Extract provided →
Two UArts educators who were present described how they experienced the same event in emails to me. One wanted to voice “the frustrations of some of the students in attendance, a number of them trans and queer identifying, who under unthinkable pressures from their peer group to conform to the political agenda du jour, showed up that night not to protest but to listen, presumably out of a belief that the ideas that challenge them are often the ideas most likely to nourish them.” While they might “deplore much of what she has said about trans identity and rape culture,” the educator continued, “they also didn’t assume that Camille’s scholarship was therefore invalid or dangerous or traumatizing. It’s the studiousness, integrity, and (yes) courage like theirs that often goes unremarked upon in coverage of these campus eruptions.”

The other educator pointed out that the person who pulled the fire alarm interfered not only with the educational opportunities of students who chose to attend Paglia’s public lecture, but also everyone else taking classes in the building. This educator noted how much money students spend to attend classes:

I take it, and them, very seriously. In one class the students were to finish projects that they had been working on for weeks, with focused assistance. The fire alarm took them out of class for over an hour while they stood outside to listen to a group screaming “trans lives matter!” at them. What did this produce? Projects weren’t finished, the class wasn’t finished, the students lost out. I don’t care if they were black, trans AND disabled—I was there to help them learn 100 percent. And I was blocked from doing that, that night.

Listed records →
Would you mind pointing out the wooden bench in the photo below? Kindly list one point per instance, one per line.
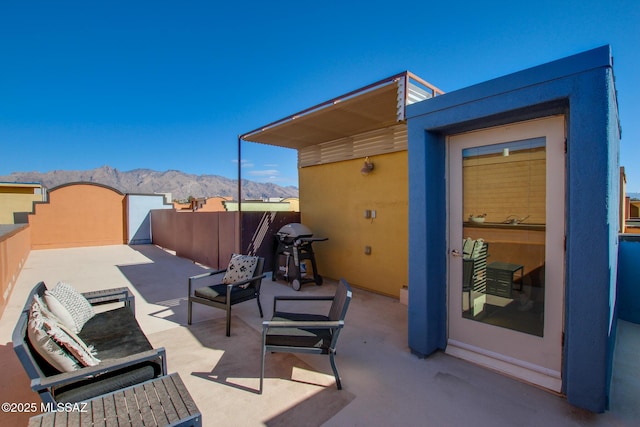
(163, 401)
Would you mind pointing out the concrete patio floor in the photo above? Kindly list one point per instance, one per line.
(383, 383)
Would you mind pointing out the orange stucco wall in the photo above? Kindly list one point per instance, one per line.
(14, 251)
(81, 214)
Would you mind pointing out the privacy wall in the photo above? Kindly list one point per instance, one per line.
(79, 214)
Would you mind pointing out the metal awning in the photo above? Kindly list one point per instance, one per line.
(379, 105)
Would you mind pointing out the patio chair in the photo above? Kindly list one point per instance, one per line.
(474, 271)
(307, 333)
(240, 283)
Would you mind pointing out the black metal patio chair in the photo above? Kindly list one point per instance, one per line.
(307, 333)
(224, 295)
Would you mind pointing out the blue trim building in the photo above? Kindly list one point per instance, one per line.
(582, 88)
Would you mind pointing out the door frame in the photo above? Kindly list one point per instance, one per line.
(547, 369)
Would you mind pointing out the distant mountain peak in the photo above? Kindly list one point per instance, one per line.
(181, 185)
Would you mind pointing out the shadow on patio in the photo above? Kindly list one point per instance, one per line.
(384, 384)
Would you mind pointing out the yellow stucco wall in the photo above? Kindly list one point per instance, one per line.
(333, 198)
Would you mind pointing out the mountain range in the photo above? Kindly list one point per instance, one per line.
(146, 181)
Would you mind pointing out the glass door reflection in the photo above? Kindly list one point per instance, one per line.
(504, 211)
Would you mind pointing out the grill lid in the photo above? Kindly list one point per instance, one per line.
(295, 230)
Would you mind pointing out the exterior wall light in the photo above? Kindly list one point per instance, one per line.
(367, 168)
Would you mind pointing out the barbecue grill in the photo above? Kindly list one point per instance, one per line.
(295, 241)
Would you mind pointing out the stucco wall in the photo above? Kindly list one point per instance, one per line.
(79, 215)
(628, 285)
(333, 198)
(582, 87)
(15, 246)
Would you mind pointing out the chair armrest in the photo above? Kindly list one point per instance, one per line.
(111, 365)
(246, 281)
(202, 276)
(310, 324)
(207, 274)
(299, 298)
(108, 296)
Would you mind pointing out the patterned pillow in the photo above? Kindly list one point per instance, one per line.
(69, 305)
(241, 267)
(63, 350)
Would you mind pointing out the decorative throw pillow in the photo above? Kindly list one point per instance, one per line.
(241, 267)
(43, 343)
(69, 305)
(59, 346)
(73, 344)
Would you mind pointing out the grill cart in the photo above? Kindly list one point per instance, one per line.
(295, 241)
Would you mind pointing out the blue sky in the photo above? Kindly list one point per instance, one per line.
(170, 85)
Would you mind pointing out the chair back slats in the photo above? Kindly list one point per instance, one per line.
(341, 301)
(258, 272)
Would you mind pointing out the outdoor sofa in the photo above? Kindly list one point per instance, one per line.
(122, 355)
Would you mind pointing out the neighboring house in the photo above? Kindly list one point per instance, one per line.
(16, 201)
(203, 204)
(413, 194)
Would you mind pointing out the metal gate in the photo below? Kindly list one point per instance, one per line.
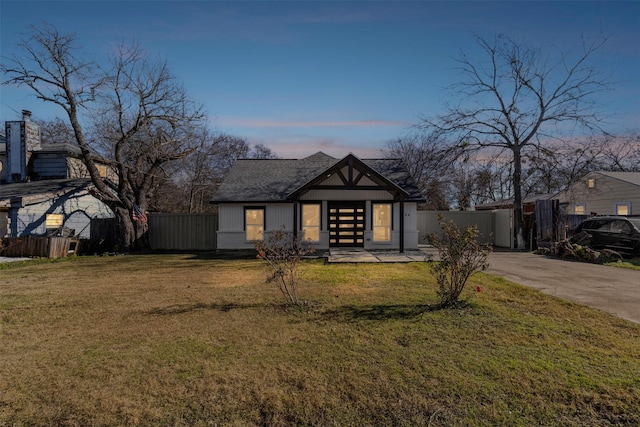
(346, 224)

Task set →
(A) From the passage about the disrupted UArts lecture, output the text between "The other educator" and "that, that night.", inclusive.
(B) In the passage about the disrupted UArts lecture, how long did the fire alarm keep one class out of its classroom?

Responses by task →
(A)
The other educator pointed out that the person who pulled the fire alarm interfered not only with the educational opportunities of students who chose to attend Paglia’s public lecture, but also everyone else taking classes in the building. This educator noted how much money students spend to attend classes:

I take it, and them, very seriously. In one class the students were to finish projects that they had been working on for weeks, with focused assistance. The fire alarm took them out of class for over an hour while they stood outside to listen to a group screaming “trans lives matter!” at them. What did this produce? Projects weren’t finished, the class wasn’t finished, the students lost out. I don’t care if they were black, trans AND disabled—I was there to help them learn 100 percent. And I was blocked from doing that, that night.

(B) Over an hour.